# [YOUR GOAL]
Set each entry down verbatim, omitting images.

Data entries:
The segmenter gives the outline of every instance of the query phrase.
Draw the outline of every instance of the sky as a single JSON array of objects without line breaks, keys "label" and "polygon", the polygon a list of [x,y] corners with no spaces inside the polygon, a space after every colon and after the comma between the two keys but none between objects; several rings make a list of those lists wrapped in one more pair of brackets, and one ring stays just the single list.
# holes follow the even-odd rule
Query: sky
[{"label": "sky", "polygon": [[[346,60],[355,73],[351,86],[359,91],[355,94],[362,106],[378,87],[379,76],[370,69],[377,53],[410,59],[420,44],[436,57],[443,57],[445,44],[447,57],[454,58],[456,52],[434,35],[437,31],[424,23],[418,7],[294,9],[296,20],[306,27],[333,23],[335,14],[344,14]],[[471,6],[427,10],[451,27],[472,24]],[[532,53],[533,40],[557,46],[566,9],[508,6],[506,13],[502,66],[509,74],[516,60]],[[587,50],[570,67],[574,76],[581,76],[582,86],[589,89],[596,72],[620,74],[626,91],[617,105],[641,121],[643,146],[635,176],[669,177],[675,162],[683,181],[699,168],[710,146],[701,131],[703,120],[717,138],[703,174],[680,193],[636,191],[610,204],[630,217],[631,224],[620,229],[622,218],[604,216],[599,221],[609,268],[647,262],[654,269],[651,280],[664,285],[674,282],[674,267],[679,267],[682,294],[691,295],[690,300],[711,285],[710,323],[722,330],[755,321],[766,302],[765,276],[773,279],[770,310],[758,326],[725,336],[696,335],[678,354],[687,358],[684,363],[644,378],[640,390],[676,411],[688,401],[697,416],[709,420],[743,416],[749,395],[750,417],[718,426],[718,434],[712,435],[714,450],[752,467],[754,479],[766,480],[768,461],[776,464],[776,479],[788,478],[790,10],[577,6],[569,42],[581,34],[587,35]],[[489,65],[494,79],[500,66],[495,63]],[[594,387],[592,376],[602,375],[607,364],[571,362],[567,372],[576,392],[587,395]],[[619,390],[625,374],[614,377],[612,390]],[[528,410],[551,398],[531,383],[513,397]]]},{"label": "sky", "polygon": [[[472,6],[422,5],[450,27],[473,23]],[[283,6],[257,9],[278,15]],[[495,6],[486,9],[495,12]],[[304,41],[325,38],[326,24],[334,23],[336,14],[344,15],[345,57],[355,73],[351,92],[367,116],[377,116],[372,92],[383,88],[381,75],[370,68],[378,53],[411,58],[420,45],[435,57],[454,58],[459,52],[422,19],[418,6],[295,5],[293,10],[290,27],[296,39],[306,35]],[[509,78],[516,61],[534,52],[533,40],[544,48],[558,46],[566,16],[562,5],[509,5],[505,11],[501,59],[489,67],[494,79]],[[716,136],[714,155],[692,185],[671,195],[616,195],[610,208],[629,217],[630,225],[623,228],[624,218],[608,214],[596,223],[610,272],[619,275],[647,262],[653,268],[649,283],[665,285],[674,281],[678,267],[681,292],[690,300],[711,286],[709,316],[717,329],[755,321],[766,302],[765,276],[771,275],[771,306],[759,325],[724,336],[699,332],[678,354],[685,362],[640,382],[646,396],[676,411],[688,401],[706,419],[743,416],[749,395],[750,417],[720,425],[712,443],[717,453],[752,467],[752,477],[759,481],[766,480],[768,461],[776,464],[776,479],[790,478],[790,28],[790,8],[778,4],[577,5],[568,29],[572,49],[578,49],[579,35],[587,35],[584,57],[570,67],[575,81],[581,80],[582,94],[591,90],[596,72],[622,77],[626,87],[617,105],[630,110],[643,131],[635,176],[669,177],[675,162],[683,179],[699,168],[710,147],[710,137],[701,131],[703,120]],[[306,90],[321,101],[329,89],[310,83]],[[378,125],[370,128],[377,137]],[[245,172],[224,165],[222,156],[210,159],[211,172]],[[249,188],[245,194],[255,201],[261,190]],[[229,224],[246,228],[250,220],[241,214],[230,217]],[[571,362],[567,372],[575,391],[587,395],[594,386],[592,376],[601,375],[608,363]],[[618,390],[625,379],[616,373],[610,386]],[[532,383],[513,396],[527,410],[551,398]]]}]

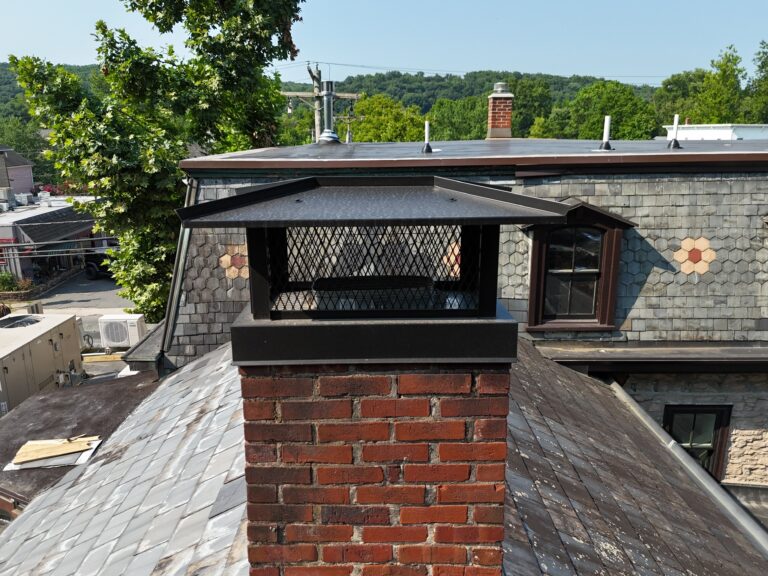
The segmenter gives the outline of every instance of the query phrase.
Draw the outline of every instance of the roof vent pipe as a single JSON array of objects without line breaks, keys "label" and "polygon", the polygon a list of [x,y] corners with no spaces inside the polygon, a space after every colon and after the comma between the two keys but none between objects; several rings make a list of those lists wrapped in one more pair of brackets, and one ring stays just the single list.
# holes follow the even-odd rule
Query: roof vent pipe
[{"label": "roof vent pipe", "polygon": [[424,122],[424,146],[421,148],[422,154],[432,154],[432,146],[429,145],[429,120]]},{"label": "roof vent pipe", "polygon": [[672,140],[667,144],[667,148],[670,150],[679,150],[682,148],[680,142],[677,141],[677,128],[680,124],[680,114],[675,114],[675,121],[672,123]]},{"label": "roof vent pipe", "polygon": [[333,131],[333,81],[323,81],[323,133],[317,139],[320,144],[340,144],[339,135]]},{"label": "roof vent pipe", "polygon": [[613,150],[613,147],[611,146],[611,117],[606,116],[605,117],[605,123],[603,124],[603,141],[600,143],[600,147],[598,150],[602,150],[604,152],[607,152],[608,150]]}]

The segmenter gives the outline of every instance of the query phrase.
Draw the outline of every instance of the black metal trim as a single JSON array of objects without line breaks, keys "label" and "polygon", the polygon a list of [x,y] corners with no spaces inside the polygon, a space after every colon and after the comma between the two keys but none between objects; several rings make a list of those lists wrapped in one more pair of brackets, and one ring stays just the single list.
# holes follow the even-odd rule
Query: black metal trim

# [RESPONSE TO THIS TASK]
The segmenter gives the outline of every instance of the query phrase.
Draw the outline of every instance of the sky as a single JSON array of objects without line breaks, keys "label" and "polygon", the polygon a list of [x,y] corners with no spaces inside the polygon, a space after every colon and after the comma between the two keys but none between objects; several rings make a list of those lists wrapped in one more pair of brackets, and one ring stays just the single list.
# holes follow the even-odd rule
Query: sky
[{"label": "sky", "polygon": [[[346,60],[355,73],[351,86],[359,91],[355,94],[362,106],[378,87],[379,76],[370,69],[377,53],[410,59],[420,44],[436,57],[443,57],[445,44],[447,57],[454,58],[456,52],[434,35],[437,31],[424,23],[418,7],[294,9],[296,20],[306,27],[333,23],[335,14],[344,14]],[[471,6],[427,10],[451,27],[472,24]],[[532,53],[533,40],[557,46],[566,9],[508,6],[506,13],[502,66],[509,74],[516,60]],[[587,50],[570,67],[574,76],[581,76],[582,86],[589,89],[596,72],[620,74],[626,91],[617,105],[641,121],[643,146],[635,176],[669,177],[675,162],[683,181],[699,168],[710,146],[701,131],[703,120],[717,138],[703,174],[680,193],[636,191],[610,204],[630,217],[631,224],[620,229],[622,218],[604,216],[599,221],[609,268],[647,262],[654,269],[651,280],[664,285],[674,282],[674,267],[679,267],[682,294],[691,295],[690,300],[711,285],[710,323],[722,330],[755,321],[766,302],[765,276],[773,279],[770,310],[758,326],[725,336],[696,335],[678,354],[687,358],[684,363],[644,378],[640,390],[676,411],[688,401],[697,416],[709,420],[743,416],[749,395],[750,417],[718,426],[718,434],[712,435],[714,450],[752,467],[754,479],[766,480],[768,461],[776,464],[776,479],[788,478],[790,10],[577,6],[569,42],[581,34],[587,35]],[[489,65],[494,79],[500,66],[495,63]],[[594,387],[592,376],[602,375],[607,364],[571,362],[567,372],[576,392],[587,395]],[[619,390],[625,374],[614,377],[612,390]],[[528,410],[551,398],[531,383],[513,397]]]},{"label": "sky", "polygon": [[[472,6],[422,5],[450,27],[473,23]],[[283,6],[257,9],[278,15]],[[495,6],[486,9],[495,12]],[[304,41],[325,38],[326,24],[334,23],[336,14],[344,15],[345,57],[355,73],[351,92],[367,116],[377,116],[372,92],[383,88],[381,75],[370,68],[378,53],[411,58],[420,45],[435,57],[454,58],[459,52],[422,19],[418,6],[295,5],[293,10],[290,27],[296,39],[306,35]],[[509,78],[516,61],[534,52],[533,40],[544,48],[558,46],[566,16],[562,5],[509,5],[505,11],[501,59],[489,67],[494,79]],[[716,136],[714,155],[692,185],[671,195],[616,195],[610,208],[629,217],[630,225],[623,228],[624,218],[608,214],[596,223],[610,272],[619,275],[647,262],[653,268],[649,283],[665,285],[674,281],[678,267],[681,292],[690,300],[711,286],[709,316],[717,329],[755,321],[766,302],[765,276],[771,275],[771,306],[759,325],[724,336],[699,332],[678,354],[685,362],[640,382],[646,396],[676,411],[688,401],[706,419],[743,416],[749,395],[750,417],[720,425],[712,443],[717,453],[752,467],[752,477],[759,481],[766,480],[768,461],[776,464],[776,479],[790,478],[790,28],[790,8],[778,4],[577,5],[568,29],[572,49],[578,49],[579,35],[587,35],[584,57],[570,67],[575,81],[581,80],[582,94],[591,90],[596,72],[622,77],[626,87],[617,105],[630,110],[643,131],[635,176],[669,177],[675,162],[683,179],[699,168],[710,147],[710,137],[701,131],[703,120]],[[306,90],[321,101],[329,89],[310,83]],[[378,125],[370,128],[377,137]],[[245,172],[224,165],[222,156],[210,159],[211,172]],[[249,188],[245,194],[255,201],[261,190]],[[229,224],[246,228],[250,220],[241,214],[230,217]],[[571,362],[567,372],[575,391],[587,395],[594,386],[592,376],[601,375],[608,363]],[[618,390],[625,379],[616,373],[610,386]],[[532,383],[513,396],[527,410],[551,398]]]}]

The segmenter gives the outline of every instance of the query phrase.
Draw the outline of every instance of the roof vent pipe as a single JSON array of objects without line breaks, keys "label" and "polygon", the polygon a list of [x,y] corners with no spaces inside the polygon, a space after every colon and after the comma between the two keys but none between objects; several rings make a list of those lists wrapped in one more pair of brackets, and one ring stays just the single list.
# holes follow the even-odd rule
Query: roof vent pipe
[{"label": "roof vent pipe", "polygon": [[424,122],[424,146],[421,148],[422,154],[432,154],[432,146],[429,145],[429,120]]},{"label": "roof vent pipe", "polygon": [[672,140],[667,144],[667,148],[670,150],[679,150],[682,148],[680,142],[677,141],[677,128],[680,124],[680,114],[675,114],[675,121],[672,123]]},{"label": "roof vent pipe", "polygon": [[333,131],[333,81],[323,81],[323,133],[317,139],[320,144],[340,144],[339,135]]},{"label": "roof vent pipe", "polygon": [[613,150],[613,147],[611,146],[611,117],[606,116],[605,117],[605,123],[603,124],[603,141],[600,143],[600,147],[598,150],[602,150],[604,152],[607,152],[608,150]]}]

The segmenter gives the outline of every instance of the query phrase.
Draw the outline of every instance of the black metal trim as a single JSON array of objects without line breaks, keys "label" and "polygon", the polygon a list of [x,y] corners with no spaces inside the polygon, a space after every colon and after the comma between the two keys but none between objects; several rings make a list of those lists wrapped in one more pair of brackets, and one ring stays just the single list.
# holes follow the even-odd rule
Query: black metal trim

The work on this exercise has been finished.